[ÜBUNGSMATERIAL]:
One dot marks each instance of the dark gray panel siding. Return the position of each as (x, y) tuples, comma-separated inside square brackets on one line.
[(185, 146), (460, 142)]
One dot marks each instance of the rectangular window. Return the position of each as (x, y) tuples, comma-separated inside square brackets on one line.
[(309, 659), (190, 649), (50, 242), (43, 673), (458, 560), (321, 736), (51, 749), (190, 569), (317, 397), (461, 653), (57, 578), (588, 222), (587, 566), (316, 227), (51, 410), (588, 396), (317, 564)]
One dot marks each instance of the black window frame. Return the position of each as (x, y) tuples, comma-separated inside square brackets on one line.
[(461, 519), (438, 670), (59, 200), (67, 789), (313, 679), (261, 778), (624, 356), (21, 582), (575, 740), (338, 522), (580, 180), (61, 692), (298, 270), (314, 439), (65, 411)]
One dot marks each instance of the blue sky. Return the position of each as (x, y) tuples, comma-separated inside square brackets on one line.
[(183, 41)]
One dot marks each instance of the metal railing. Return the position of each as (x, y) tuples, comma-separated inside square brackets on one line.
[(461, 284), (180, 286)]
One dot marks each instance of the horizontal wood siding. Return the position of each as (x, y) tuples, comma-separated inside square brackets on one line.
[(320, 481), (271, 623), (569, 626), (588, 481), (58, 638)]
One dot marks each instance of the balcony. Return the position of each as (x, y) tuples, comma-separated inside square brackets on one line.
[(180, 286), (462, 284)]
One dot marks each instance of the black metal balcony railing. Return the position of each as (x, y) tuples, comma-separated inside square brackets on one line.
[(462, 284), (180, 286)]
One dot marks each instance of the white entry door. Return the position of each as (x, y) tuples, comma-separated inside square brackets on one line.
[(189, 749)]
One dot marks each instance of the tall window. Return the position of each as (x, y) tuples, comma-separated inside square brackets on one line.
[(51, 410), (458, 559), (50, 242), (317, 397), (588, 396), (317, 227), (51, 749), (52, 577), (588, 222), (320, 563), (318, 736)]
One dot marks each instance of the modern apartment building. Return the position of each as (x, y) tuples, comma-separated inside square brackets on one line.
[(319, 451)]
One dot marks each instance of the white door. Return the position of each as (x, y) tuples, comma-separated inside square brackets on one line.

[ZIEL]:
Entnimm den Datensätzen oben sämtliche Zeilen und gib sie wortgetreu wieder.

[LÖSUNG DER AUFGABE]:
One dot marks each instance of the dark gray panel siding. Return the position of each as (x, y) tuples, comma-separated inside square brackets on one line.
[(185, 146), (460, 142)]
One dot marks each instance of the rectangular window. Return the position of each as (x, y) tuples, comma-separated inside square brackets on one line.
[(309, 659), (190, 649), (50, 242), (43, 673), (458, 560), (321, 736), (51, 749), (190, 569), (317, 397), (461, 653), (57, 578), (588, 222), (587, 566), (316, 227), (51, 410), (588, 396), (317, 564)]
One dot marks each instance of the black window frame. Return the position of each as (x, y) tuples, comma-separated inside square brackets on one line.
[(461, 519), (438, 670), (59, 200), (67, 789), (313, 679), (261, 778), (624, 356), (21, 582), (575, 740), (338, 522), (580, 180), (61, 692), (298, 270), (314, 439), (65, 411)]
One dot marks each instance of the blue sky. Return the position of each as (x, y) tuples, comma-separated inside square brackets on one line.
[(183, 41)]
One dot marks each instance of the metal railing. Return the position of each as (x, y) tuples, comma-separated inside square brackets on one line.
[(461, 284), (180, 286)]
One dot marks each instance of the horizontal wood siding. Return the position of each as (x, y) tuples, comma-separated inside square brackets on one line.
[(320, 481), (271, 623), (569, 626), (588, 481), (58, 638)]
One dot marks each instance of the balcony. Return the position of each as (x, y) tuples, comma-separated inside square brackets on one line.
[(180, 286), (462, 284)]
One dot marks each instance of the black metal balcony railing. Return the position of each as (x, y) tuples, comma-separated inside square brackets on one line.
[(462, 284), (180, 286)]
One dot marks each instance of the white entry door. Return the position of each as (x, y) tuples, comma-separated inside square brackets on one line.
[(189, 749)]
One dot marks each instance of the tall window. Return the position of each as (x, y) tuples, comma-separated inside square brackets on one line.
[(51, 410), (458, 559), (50, 242), (317, 397), (588, 396), (317, 227), (51, 749), (52, 577), (588, 222), (320, 563), (318, 736)]
One dot marks each instance of the modern apartment building. Return the position of each as (x, y) tuples, comma-separated inside square brackets on one line.
[(319, 451)]
One dot marks each instance of the white door. Return the position of each as (x, y) tuples, comma-separated inside square brackets on one line.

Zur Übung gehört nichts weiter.